Data extract:
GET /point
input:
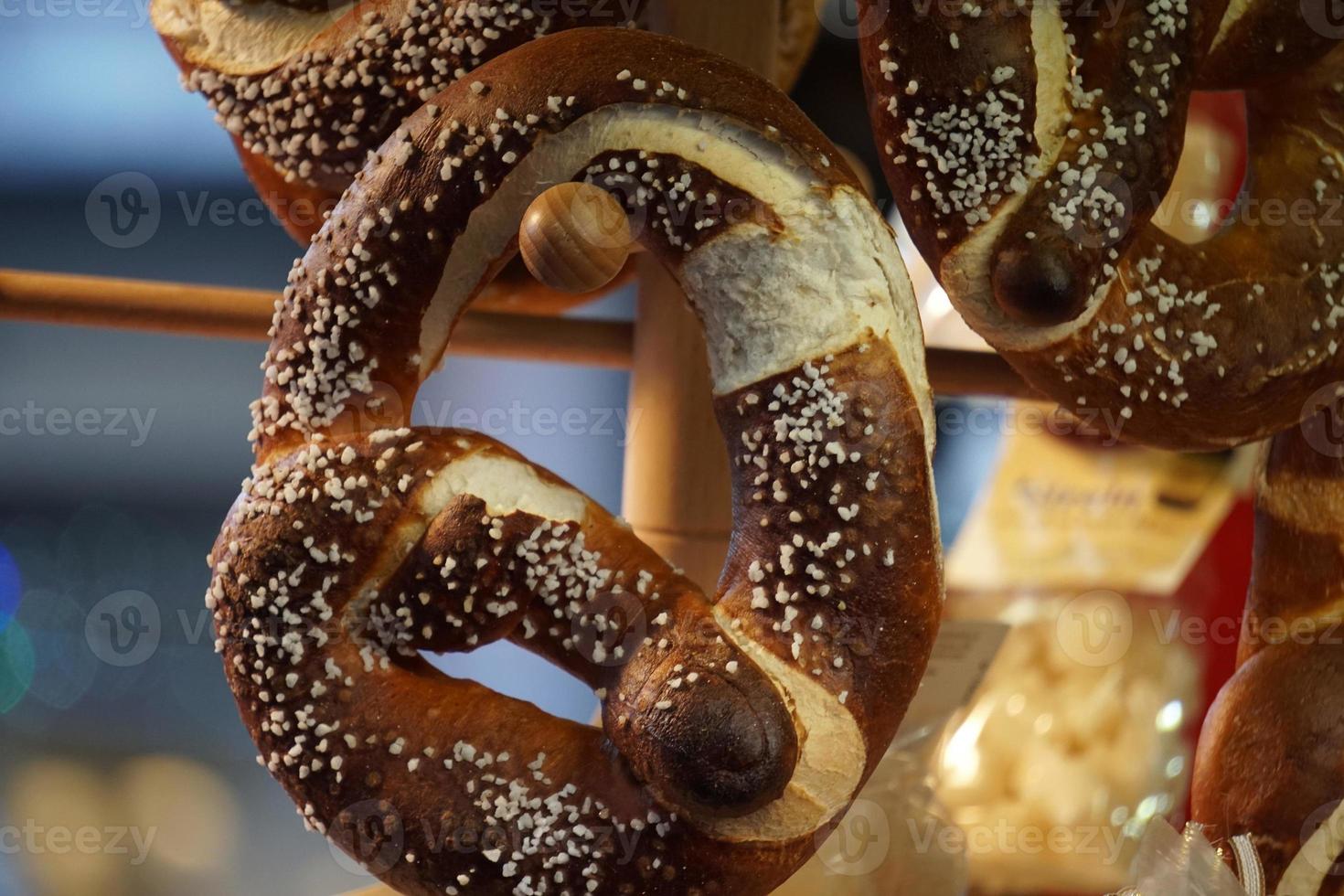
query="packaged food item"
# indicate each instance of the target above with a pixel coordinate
(1083, 730)
(1032, 767)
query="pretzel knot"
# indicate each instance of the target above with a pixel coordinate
(1029, 146)
(735, 727)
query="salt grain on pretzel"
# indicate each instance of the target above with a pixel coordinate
(1029, 145)
(735, 729)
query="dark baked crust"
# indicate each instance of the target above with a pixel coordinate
(737, 729)
(1270, 759)
(1054, 257)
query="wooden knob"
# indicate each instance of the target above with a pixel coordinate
(575, 238)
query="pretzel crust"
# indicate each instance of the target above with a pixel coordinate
(1029, 149)
(308, 93)
(735, 729)
(1270, 759)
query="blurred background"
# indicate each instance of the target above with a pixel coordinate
(123, 764)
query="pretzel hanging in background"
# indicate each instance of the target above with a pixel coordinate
(1270, 759)
(309, 88)
(1029, 145)
(737, 729)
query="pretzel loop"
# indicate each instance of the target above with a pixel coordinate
(735, 730)
(1029, 148)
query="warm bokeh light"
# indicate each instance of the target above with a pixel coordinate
(70, 837)
(192, 807)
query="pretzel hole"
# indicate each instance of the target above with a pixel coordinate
(1211, 174)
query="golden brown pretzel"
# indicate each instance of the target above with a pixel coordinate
(1272, 755)
(309, 88)
(735, 729)
(1029, 149)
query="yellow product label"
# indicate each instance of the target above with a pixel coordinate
(1062, 513)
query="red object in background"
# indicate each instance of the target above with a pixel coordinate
(1215, 590)
(1214, 594)
(1224, 112)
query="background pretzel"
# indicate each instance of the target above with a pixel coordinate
(1029, 148)
(1272, 756)
(309, 88)
(735, 730)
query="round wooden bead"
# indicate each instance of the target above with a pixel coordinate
(575, 238)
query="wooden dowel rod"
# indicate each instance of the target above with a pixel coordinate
(245, 314)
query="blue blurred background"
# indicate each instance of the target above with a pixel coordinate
(128, 773)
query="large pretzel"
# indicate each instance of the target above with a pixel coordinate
(309, 88)
(1272, 756)
(1029, 148)
(735, 729)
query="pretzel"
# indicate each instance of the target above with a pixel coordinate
(1029, 148)
(1270, 761)
(308, 89)
(735, 730)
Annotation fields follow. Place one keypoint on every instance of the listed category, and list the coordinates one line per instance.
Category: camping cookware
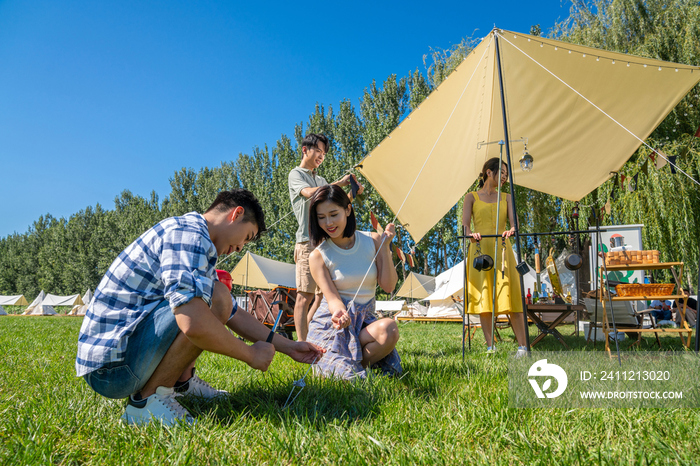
(573, 261)
(553, 273)
(482, 262)
(616, 241)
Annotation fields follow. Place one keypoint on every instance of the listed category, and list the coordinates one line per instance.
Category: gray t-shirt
(301, 178)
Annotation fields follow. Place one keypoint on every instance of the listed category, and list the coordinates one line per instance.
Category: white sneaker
(198, 387)
(161, 406)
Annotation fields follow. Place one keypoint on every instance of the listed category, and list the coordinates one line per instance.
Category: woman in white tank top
(344, 267)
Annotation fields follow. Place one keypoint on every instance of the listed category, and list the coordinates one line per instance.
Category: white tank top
(348, 267)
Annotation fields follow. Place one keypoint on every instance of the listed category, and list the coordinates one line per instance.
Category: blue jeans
(145, 349)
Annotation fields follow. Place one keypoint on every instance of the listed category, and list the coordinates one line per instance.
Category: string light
(612, 60)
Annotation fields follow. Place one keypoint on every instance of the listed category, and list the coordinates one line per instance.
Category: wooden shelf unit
(684, 328)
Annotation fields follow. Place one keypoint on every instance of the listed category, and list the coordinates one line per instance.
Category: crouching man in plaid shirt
(160, 305)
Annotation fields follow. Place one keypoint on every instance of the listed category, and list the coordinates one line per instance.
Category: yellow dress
(480, 284)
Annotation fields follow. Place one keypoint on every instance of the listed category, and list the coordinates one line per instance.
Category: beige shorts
(305, 282)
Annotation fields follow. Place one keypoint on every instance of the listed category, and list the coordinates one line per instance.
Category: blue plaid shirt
(174, 260)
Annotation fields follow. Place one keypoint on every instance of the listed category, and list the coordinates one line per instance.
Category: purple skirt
(343, 358)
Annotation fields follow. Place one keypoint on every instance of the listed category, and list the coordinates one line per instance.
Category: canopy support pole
(697, 321)
(512, 189)
(465, 301)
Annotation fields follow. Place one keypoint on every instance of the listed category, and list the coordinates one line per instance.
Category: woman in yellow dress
(480, 208)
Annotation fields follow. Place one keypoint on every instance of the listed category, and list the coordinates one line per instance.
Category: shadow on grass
(321, 401)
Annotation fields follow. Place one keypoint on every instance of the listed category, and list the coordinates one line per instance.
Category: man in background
(304, 180)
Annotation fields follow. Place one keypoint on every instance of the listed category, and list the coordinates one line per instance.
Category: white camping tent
(35, 303)
(449, 287)
(38, 308)
(55, 300)
(81, 309)
(16, 300)
(572, 103)
(254, 271)
(416, 286)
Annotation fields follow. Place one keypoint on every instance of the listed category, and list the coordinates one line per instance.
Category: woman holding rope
(344, 267)
(480, 208)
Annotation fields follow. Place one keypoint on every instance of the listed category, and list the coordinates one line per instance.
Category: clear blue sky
(101, 96)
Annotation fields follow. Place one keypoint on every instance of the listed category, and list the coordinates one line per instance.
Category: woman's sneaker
(161, 406)
(198, 387)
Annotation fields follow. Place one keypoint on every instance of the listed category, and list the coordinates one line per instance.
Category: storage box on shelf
(638, 292)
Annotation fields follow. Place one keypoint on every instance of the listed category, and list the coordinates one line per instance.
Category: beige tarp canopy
(417, 286)
(584, 111)
(55, 300)
(254, 271)
(17, 300)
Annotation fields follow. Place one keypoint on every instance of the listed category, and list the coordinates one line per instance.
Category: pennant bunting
(661, 161)
(373, 219)
(400, 254)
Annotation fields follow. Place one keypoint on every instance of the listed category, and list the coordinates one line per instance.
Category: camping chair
(266, 305)
(474, 322)
(627, 319)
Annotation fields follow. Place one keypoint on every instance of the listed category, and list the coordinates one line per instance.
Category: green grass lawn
(442, 411)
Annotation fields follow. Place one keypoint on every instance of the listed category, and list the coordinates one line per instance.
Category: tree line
(66, 256)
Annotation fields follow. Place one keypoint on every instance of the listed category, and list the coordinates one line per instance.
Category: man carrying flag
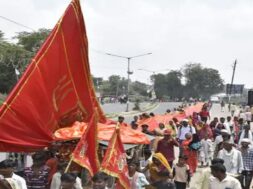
(114, 162)
(85, 153)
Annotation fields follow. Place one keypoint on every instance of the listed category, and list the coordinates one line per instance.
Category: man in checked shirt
(247, 156)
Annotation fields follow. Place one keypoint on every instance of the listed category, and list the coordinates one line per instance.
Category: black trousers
(180, 185)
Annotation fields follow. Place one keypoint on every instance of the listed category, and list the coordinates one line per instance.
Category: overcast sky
(211, 32)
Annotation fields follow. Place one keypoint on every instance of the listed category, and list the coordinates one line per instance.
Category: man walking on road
(166, 146)
(232, 158)
(185, 128)
(247, 156)
(221, 180)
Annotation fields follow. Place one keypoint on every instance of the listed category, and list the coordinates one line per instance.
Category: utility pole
(128, 72)
(232, 80)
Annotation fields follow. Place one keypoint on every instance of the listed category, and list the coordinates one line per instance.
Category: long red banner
(55, 90)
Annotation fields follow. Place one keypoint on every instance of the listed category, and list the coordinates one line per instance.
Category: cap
(185, 120)
(183, 157)
(246, 140)
(224, 131)
(167, 132)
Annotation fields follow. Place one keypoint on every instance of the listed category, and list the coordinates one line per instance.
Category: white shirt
(232, 160)
(228, 125)
(56, 182)
(183, 130)
(20, 181)
(228, 183)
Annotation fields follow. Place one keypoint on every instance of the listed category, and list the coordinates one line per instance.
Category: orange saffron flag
(55, 91)
(114, 162)
(85, 153)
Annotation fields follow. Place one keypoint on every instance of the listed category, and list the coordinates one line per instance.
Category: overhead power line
(17, 23)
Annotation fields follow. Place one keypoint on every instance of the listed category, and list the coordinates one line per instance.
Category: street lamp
(153, 72)
(128, 71)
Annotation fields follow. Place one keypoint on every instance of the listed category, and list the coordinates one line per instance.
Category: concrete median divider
(146, 108)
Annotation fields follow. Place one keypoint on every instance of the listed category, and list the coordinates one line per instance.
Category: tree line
(193, 80)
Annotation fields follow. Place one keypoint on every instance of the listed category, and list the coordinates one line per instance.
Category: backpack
(181, 128)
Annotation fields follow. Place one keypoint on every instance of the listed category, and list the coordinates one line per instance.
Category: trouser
(180, 185)
(245, 179)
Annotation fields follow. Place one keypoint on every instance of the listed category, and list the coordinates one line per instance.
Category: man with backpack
(183, 129)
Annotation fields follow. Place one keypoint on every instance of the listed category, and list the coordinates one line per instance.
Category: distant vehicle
(214, 99)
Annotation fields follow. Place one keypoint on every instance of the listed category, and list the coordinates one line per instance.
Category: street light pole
(153, 72)
(128, 71)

What to do:
The answer must consist of every line from the entries above that contains "blurred".

Task output:
query="blurred background"
query="blue blurred background"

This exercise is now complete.